_Information given_

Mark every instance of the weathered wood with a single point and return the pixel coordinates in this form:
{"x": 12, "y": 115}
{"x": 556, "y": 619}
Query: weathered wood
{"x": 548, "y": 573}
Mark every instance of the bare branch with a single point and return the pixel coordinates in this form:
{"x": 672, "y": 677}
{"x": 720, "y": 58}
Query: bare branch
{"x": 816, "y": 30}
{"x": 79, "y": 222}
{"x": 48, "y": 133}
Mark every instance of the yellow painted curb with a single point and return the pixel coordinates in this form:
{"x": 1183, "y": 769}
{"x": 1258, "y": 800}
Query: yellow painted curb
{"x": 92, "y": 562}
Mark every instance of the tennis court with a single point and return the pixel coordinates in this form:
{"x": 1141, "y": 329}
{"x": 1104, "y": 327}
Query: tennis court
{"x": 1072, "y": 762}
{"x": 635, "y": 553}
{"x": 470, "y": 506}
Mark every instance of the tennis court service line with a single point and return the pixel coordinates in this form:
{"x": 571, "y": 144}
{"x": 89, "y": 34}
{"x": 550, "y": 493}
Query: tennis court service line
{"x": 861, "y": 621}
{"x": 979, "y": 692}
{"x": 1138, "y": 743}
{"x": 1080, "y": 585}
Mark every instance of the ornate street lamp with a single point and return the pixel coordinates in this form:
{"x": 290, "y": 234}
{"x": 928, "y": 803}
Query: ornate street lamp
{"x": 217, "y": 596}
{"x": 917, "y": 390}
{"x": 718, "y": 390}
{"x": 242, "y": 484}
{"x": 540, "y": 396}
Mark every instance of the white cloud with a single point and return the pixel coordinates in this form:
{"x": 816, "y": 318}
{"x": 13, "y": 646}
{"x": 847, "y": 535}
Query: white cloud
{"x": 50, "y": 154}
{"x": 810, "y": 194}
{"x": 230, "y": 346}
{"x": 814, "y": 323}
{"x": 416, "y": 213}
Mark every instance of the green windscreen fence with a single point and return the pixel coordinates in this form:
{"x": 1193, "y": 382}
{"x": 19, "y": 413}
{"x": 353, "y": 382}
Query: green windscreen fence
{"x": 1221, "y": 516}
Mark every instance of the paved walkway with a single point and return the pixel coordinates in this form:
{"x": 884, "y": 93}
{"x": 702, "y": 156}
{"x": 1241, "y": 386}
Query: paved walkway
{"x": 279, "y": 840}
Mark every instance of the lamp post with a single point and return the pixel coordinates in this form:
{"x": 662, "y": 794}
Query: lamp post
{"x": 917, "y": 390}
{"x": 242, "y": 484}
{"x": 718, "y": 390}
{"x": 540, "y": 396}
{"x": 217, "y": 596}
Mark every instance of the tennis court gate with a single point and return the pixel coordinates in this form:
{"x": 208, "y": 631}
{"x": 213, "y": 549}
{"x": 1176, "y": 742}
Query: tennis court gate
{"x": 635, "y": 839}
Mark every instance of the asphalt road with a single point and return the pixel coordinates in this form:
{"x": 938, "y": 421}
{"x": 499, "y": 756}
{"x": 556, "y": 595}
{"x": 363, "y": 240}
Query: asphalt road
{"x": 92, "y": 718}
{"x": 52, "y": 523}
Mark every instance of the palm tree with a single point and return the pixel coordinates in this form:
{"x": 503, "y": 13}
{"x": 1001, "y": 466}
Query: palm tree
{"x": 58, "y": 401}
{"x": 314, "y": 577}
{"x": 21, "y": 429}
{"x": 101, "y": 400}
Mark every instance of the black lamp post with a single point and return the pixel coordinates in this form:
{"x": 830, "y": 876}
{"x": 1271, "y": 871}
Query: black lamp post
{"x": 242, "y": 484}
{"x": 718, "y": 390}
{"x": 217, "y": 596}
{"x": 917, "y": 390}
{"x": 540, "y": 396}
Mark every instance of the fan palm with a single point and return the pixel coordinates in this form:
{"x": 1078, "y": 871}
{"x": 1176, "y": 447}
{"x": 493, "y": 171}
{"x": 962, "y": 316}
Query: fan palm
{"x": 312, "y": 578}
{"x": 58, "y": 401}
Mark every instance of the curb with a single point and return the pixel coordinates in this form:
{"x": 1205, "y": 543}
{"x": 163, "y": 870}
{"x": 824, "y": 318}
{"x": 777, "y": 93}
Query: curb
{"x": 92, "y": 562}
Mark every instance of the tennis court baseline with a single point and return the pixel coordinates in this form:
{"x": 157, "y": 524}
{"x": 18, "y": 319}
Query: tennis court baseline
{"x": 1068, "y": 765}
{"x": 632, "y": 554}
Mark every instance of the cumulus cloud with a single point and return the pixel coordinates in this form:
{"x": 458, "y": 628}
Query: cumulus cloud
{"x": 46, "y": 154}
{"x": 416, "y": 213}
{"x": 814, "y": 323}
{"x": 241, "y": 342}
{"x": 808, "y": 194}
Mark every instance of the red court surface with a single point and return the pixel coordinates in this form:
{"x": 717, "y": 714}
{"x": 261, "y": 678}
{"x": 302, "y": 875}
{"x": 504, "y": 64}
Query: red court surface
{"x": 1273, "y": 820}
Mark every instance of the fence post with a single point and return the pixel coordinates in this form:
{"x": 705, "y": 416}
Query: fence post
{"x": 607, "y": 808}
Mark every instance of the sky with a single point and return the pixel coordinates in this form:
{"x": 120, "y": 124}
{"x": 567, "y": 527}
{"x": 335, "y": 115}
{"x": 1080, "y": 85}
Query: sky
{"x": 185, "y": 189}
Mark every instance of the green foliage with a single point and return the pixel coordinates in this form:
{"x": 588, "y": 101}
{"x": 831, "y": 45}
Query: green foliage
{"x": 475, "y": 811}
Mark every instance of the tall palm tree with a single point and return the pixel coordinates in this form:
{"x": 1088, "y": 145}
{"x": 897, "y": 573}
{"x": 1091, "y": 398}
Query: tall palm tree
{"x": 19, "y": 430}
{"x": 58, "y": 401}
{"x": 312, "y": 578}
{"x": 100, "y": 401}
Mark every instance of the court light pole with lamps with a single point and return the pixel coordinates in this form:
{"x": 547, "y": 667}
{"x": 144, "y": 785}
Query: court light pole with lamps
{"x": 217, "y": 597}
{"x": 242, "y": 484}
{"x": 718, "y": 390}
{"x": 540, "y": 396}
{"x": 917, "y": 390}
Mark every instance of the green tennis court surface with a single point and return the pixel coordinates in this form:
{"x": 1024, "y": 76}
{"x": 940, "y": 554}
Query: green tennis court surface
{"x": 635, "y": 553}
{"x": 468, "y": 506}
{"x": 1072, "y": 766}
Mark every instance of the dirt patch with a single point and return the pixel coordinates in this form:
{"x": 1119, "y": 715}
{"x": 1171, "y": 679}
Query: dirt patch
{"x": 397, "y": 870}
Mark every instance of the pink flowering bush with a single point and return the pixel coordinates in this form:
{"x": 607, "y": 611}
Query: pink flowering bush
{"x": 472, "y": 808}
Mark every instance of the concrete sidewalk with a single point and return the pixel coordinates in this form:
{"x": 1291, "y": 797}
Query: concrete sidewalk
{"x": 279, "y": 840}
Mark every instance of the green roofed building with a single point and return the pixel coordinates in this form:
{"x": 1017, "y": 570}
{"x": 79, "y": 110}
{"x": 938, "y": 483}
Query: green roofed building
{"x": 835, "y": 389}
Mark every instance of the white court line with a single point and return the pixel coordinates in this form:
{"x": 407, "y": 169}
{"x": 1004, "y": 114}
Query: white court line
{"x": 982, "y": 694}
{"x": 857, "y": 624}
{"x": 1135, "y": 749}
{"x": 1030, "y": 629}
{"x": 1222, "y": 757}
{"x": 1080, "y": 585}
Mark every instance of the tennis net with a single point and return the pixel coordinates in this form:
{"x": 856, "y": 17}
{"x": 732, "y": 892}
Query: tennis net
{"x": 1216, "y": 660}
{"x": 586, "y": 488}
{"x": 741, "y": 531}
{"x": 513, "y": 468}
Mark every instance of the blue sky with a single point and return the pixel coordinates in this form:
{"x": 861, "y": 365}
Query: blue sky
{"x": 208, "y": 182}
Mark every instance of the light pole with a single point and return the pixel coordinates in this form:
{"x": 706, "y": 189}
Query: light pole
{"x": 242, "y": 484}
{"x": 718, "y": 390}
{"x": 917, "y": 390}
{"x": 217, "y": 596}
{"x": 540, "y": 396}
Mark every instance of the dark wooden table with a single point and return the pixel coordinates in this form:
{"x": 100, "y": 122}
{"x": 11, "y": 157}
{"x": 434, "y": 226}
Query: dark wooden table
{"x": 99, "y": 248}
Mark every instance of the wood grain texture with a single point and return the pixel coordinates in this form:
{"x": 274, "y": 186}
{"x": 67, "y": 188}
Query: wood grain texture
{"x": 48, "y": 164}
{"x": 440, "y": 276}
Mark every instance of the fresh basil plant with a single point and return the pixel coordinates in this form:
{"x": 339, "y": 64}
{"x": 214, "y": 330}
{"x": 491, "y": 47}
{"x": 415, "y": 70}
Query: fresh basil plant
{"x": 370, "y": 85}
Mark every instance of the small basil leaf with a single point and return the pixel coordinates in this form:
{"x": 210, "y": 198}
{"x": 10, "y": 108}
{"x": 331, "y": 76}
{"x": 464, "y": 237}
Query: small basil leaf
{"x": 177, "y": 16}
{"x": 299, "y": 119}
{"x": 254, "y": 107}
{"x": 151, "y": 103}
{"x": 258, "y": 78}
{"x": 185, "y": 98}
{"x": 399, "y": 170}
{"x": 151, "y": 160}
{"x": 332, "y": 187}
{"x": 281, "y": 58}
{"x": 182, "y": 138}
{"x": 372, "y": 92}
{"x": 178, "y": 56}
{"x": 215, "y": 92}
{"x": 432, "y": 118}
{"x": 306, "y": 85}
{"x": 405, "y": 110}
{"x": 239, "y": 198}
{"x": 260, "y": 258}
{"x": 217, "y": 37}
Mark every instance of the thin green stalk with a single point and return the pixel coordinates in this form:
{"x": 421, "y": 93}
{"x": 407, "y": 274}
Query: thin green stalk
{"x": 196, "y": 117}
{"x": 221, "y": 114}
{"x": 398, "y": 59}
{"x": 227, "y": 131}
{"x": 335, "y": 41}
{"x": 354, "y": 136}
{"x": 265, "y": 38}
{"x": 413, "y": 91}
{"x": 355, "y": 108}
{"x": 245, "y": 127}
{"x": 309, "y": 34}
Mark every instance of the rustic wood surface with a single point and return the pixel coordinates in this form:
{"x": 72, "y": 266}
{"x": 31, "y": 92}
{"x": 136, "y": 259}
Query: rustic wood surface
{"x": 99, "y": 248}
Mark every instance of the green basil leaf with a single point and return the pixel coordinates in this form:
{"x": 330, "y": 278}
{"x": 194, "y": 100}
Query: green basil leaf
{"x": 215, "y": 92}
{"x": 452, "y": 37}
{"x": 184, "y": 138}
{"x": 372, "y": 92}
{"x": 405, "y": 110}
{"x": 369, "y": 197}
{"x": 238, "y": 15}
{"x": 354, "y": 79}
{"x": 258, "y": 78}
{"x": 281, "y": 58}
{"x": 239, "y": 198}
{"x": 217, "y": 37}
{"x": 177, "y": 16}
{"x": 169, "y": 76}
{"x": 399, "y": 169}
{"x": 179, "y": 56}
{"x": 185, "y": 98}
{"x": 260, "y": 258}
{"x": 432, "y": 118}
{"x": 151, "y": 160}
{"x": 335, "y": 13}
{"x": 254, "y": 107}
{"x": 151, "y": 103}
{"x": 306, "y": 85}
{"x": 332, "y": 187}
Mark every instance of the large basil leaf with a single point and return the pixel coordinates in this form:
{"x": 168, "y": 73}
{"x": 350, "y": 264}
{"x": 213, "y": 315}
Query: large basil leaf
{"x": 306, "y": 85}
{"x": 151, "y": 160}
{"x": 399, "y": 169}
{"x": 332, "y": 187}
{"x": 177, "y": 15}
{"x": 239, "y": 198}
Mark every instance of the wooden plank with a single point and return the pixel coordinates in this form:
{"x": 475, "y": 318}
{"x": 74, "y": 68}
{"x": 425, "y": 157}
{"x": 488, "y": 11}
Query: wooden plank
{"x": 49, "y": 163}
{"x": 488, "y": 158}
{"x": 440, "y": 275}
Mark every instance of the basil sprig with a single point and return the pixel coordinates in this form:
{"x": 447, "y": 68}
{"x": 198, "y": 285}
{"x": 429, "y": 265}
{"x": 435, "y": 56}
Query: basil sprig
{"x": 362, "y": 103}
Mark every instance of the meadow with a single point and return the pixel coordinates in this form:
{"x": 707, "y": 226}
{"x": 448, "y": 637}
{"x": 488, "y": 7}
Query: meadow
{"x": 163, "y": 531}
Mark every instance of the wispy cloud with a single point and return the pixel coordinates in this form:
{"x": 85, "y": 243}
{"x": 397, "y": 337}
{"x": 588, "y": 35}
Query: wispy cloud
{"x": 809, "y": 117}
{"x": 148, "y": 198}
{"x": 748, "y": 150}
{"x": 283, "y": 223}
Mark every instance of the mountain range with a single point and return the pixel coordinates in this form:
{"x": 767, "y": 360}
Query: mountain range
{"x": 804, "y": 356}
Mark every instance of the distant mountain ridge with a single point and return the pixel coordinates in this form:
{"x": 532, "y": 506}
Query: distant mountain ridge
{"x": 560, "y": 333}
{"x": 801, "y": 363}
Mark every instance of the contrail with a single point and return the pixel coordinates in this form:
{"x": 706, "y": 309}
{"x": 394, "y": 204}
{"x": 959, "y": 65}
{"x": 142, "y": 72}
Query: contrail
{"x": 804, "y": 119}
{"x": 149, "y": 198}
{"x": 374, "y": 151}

_Instruction_
Rename "wispy cloud" to "cirrus cloud" in the stretch from the line containing "Mark every instance of the wooden" through the end of the records, and return only those lines with nothing else altered.

_Correct output_
Mark every instance of the wooden plank with a single point and return the pixel coordinates in this form:
{"x": 475, "y": 318}
{"x": 74, "y": 68}
{"x": 425, "y": 157}
{"x": 488, "y": 11}
Query: wooden plank
{"x": 49, "y": 163}
{"x": 488, "y": 158}
{"x": 440, "y": 275}
Mark every instance of the basil sprig with a single point and return the pixel coordinates in this form:
{"x": 447, "y": 68}
{"x": 198, "y": 285}
{"x": 429, "y": 265}
{"x": 435, "y": 56}
Query: basil sprig
{"x": 362, "y": 103}
Mark every instance of the meadow with a single point and return the pixel coordinates in this form:
{"x": 707, "y": 226}
{"x": 448, "y": 637}
{"x": 488, "y": 7}
Query: meadow
{"x": 163, "y": 531}
Mark every instance of the cirrus cloud with a single point and return the pixel coordinates in this form:
{"x": 85, "y": 243}
{"x": 397, "y": 337}
{"x": 588, "y": 35}
Query: cirrus cloud
{"x": 809, "y": 117}
{"x": 148, "y": 198}
{"x": 748, "y": 150}
{"x": 283, "y": 223}
Mark every instance of the mountain range with a single point and return the pixel coordinates in this form:
{"x": 767, "y": 360}
Query: mountain range
{"x": 804, "y": 356}
Mark every instance of the distant mountain ridge with a single point and return the pixel coordinates in this form:
{"x": 532, "y": 506}
Query: distant mountain ridge
{"x": 560, "y": 333}
{"x": 801, "y": 363}
Mark every instance of the contrail with a single point and return the pixel coordinates in this form:
{"x": 706, "y": 309}
{"x": 394, "y": 204}
{"x": 959, "y": 65}
{"x": 142, "y": 72}
Query: contrail
{"x": 804, "y": 119}
{"x": 149, "y": 198}
{"x": 374, "y": 151}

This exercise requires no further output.